- What the task asks: Extract all of the entries and give them again, word for word.

- Data lines:
-- BEGIN --

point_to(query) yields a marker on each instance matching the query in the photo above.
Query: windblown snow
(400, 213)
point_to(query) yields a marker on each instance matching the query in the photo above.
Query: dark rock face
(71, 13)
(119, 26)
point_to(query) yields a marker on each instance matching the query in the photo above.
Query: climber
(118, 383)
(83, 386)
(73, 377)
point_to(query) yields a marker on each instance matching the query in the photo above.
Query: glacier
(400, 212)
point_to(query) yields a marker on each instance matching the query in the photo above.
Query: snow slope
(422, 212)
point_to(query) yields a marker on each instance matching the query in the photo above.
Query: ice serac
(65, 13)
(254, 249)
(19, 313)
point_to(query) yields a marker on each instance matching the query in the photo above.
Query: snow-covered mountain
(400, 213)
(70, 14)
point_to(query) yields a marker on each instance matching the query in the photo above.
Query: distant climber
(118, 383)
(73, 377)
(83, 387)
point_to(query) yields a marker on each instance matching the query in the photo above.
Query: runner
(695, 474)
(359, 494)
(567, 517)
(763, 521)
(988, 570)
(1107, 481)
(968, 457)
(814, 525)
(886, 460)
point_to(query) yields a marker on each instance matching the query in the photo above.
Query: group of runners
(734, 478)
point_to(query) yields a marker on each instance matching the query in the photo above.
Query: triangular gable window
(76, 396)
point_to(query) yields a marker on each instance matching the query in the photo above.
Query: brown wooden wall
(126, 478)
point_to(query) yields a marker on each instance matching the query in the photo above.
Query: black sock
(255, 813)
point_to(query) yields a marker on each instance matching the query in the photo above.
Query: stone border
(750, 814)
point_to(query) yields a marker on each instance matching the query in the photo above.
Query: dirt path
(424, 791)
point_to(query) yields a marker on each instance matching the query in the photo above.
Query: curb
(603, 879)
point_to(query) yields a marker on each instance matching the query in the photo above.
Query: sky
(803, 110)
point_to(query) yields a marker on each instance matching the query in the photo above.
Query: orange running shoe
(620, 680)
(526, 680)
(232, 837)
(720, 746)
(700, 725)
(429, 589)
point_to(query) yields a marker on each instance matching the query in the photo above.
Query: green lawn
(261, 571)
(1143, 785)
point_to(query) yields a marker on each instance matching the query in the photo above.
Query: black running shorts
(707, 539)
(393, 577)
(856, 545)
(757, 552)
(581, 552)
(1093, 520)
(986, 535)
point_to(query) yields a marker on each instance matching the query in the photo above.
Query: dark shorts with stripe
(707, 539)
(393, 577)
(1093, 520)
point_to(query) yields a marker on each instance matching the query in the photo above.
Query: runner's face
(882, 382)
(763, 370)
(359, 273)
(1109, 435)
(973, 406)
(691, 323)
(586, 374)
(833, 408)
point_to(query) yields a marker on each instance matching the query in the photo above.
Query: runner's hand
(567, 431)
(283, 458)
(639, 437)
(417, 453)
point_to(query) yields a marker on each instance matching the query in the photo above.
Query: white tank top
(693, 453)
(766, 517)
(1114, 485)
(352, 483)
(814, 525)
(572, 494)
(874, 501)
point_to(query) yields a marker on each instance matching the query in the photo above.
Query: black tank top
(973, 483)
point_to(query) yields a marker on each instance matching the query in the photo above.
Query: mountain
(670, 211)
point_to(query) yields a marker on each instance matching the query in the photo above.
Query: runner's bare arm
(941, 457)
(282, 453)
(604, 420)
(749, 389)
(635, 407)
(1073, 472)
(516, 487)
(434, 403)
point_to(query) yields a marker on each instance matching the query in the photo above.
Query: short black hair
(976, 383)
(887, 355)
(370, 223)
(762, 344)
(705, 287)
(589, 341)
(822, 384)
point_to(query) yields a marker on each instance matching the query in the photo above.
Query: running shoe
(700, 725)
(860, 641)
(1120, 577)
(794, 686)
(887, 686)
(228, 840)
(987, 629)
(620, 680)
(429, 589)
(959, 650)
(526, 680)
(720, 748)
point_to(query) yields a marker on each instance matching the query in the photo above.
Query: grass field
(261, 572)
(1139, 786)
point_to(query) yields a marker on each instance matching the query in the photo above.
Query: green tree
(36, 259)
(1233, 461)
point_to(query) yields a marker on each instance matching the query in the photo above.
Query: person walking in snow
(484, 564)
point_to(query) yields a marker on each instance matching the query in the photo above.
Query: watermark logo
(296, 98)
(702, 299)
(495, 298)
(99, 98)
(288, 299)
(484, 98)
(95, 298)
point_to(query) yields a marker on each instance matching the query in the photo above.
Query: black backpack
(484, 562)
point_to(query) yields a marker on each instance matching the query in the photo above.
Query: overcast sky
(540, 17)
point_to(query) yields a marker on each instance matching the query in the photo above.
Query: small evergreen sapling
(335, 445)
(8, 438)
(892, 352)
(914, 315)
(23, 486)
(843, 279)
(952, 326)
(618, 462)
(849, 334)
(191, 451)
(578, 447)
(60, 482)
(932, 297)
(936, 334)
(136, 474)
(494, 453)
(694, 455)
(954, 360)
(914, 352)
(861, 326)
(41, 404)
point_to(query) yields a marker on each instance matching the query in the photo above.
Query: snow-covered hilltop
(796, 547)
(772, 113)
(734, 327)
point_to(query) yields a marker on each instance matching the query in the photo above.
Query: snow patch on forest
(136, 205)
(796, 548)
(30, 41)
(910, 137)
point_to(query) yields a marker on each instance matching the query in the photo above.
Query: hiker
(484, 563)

-- END --

- Complete response:
point_to(query) yields a marker on each instance matching the query in the photo above.
Query: windblown snow
(400, 213)
point_to(query) yields a marker on each instance matching the query in the photo above.
Query: dark rock face
(71, 13)
(119, 26)
point_to(query) yields a marker on each instance matching the query in the photo above.
Query: climber
(118, 383)
(83, 386)
(73, 377)
point_to(query) yields a marker on each instance matching the query in the photo above.
Query: glacier
(400, 212)
point_to(query) yields a marker on each instance matching the query in the photo above.
Query: snow slope
(422, 212)
point_to(query) yields a marker on each instance matching the query in the photo above.
Query: ice serac
(65, 13)
(254, 249)
(19, 313)
point_to(query) yields a marker on each instance matching the query in the photo above.
Query: snow-covered mountain
(400, 213)
(70, 14)
point_to(query) yields a marker on each instance matching the query in the photo above.
Query: distant climber
(118, 383)
(73, 377)
(83, 387)
point_to(query) yields a marker on each instance matching the query in the photo above.
Query: runner
(695, 474)
(359, 494)
(567, 517)
(763, 521)
(988, 570)
(1107, 481)
(968, 457)
(814, 525)
(886, 460)
point_to(query) yields a marker on each instance matching the query in the photo above.
Query: group of runners
(734, 478)
point_to(query) yields a marker on each instance matching the query in the photo above.
Query: triangular gable window
(76, 396)
point_to(query) yields a marker on each instance matching the query in the photo above.
Query: brown wooden wall
(126, 478)
point_to(query) yields a marker on each instance matching the query in the photo above.
Query: black sock
(255, 813)
point_to(query) yields a marker on each instance matching the query in the photo above.
Query: stone border
(750, 814)
point_to(query) yields a marker on each instance matching the query in the photo above.
Query: dirt path
(424, 791)
point_to(query) yields a marker on each instance matching the query in the photo above.
Query: curb
(603, 879)
point_to(query) yields a marker on each instance matching the query in the photo above.
Query: sky
(803, 110)
point_to(query) yields a marker on each instance matching the query in the photo above.
Query: orange running shoe
(620, 680)
(526, 680)
(232, 837)
(720, 746)
(700, 725)
(429, 589)
point_to(query) yields a marker on each instance matching the query in the photo above.
Query: green lawn
(261, 571)
(1143, 785)
point_to(query) yields a marker on each instance matching the query in the photo above.
Query: black running shorts
(707, 539)
(393, 577)
(856, 545)
(757, 552)
(581, 552)
(1093, 520)
(986, 535)
point_to(query) yields a marker on each instance matching the query in the photo above.
Query: dark shorts with stripe
(707, 539)
(393, 577)
(1093, 520)
point_to(query) yields a marker on each instance matching the query in the photo above.
Query: runner's face
(882, 382)
(763, 370)
(359, 273)
(1109, 435)
(973, 406)
(691, 323)
(586, 374)
(833, 408)
point_to(query) yields a marker on each instance matching the query in the photo above.
Query: runner's hand
(567, 431)
(283, 458)
(639, 437)
(417, 453)
point_to(query) yields a marker on each instance matching the query in the photo above.
Query: white tank top
(693, 453)
(766, 517)
(1114, 485)
(352, 483)
(814, 525)
(572, 494)
(874, 501)
point_to(query) yields a marker on each instance matching the query in the photo above.
Query: black tank top
(973, 483)
point_to(query) yields a marker on each instance matching the query in the photo above.
Query: mountain
(670, 211)
point_to(query) yields a marker on each instance matching the query in the photo above.
Query: runner's bare arm
(941, 457)
(282, 453)
(604, 420)
(749, 389)
(635, 407)
(1073, 472)
(516, 487)
(434, 403)
point_to(query) yields a marker on each instance matching the query in the photo above.
Query: short black hair
(976, 383)
(887, 355)
(370, 223)
(762, 344)
(705, 287)
(589, 341)
(822, 384)
point_to(query) yields a marker on each instance matching the query in the photo above.
Query: running shoe
(700, 725)
(860, 641)
(1120, 577)
(794, 686)
(887, 686)
(228, 840)
(987, 629)
(620, 680)
(429, 589)
(959, 650)
(526, 680)
(720, 748)
point_to(query) yields a marker on each instance matching the query in the photo above.
Query: grass field
(261, 572)
(1139, 786)
point_to(query) yields a marker on each instance matching the query in the photo above.
Query: green tree
(36, 259)
(1233, 461)
point_to(query) yields a marker on each instance matching the query in the photo above.
Query: person walking in snow
(484, 564)
point_to(query) yields a marker on each instance matching the query in the photo above.
Query: watermark logo
(296, 98)
(702, 299)
(495, 298)
(99, 98)
(288, 299)
(484, 98)
(95, 298)
point_to(query) yields a marker on each instance matching the query in the photo above.
Query: black backpack
(484, 562)
point_to(query) yields a marker on each instance matching the query in the photo above.
Query: overcast sky
(540, 17)
point_to(query) yields a marker on each instance matching the query in the photo above.
Query: small evergreen sapling
(335, 445)
(8, 438)
(892, 352)
(914, 315)
(23, 486)
(843, 279)
(952, 326)
(618, 462)
(849, 334)
(191, 451)
(578, 447)
(60, 482)
(932, 297)
(936, 334)
(136, 474)
(494, 453)
(694, 455)
(954, 360)
(914, 352)
(861, 326)
(41, 404)
point_to(query) yields a marker on each instance matching the query in the photo above.
Query: snow-covered hilltop
(796, 547)
(772, 113)
(734, 327)
point_to(query) yields a marker on each instance matching the query in the photo above.
Query: snow patch on forest
(136, 205)
(796, 548)
(30, 41)
(910, 137)
point_to(query) yields a marker on each instance matching the query in the photo above.
Query: hiker
(484, 563)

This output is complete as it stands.